» **WHAT NEEDS TO BE DONE**
Copy the listing below word for word, from its first line through the line containing "rough mask: <svg", with both of those lines included and nothing after them.

» **EXTRACTED MATERIAL**

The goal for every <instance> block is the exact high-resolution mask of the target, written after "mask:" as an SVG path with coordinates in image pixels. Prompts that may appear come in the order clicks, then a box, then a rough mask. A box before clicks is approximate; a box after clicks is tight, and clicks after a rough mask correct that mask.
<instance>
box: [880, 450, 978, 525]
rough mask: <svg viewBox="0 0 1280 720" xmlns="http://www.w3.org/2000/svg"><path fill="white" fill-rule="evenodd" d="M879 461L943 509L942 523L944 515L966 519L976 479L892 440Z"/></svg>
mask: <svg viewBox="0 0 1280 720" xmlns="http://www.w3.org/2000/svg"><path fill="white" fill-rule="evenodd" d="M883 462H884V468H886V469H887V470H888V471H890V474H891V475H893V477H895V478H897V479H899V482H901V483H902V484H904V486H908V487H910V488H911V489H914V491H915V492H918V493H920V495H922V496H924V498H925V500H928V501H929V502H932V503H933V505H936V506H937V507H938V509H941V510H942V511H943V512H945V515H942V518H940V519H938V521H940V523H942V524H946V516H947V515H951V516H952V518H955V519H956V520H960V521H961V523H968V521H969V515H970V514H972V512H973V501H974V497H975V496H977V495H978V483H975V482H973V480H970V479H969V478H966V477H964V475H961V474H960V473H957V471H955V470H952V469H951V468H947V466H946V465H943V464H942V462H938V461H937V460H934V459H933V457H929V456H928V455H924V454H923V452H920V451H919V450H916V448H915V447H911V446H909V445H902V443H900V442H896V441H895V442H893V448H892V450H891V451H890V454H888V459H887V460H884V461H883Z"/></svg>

» **REPLY TO THE EXERCISE**
The goal for every <instance> block is the exact high-resolution mask of the target, written after "mask:" as an SVG path with coordinates in image pixels. Prompts that may appear come in the order clicks, then a box, then a rough mask. A box before clicks is approximate; a box after clicks is tight, and clicks after a rough mask correct that mask.
<instance>
box: [880, 450, 978, 525]
rough mask: <svg viewBox="0 0 1280 720" xmlns="http://www.w3.org/2000/svg"><path fill="white" fill-rule="evenodd" d="M879 461L943 509L942 523L944 515L966 519L976 479L892 440Z"/></svg>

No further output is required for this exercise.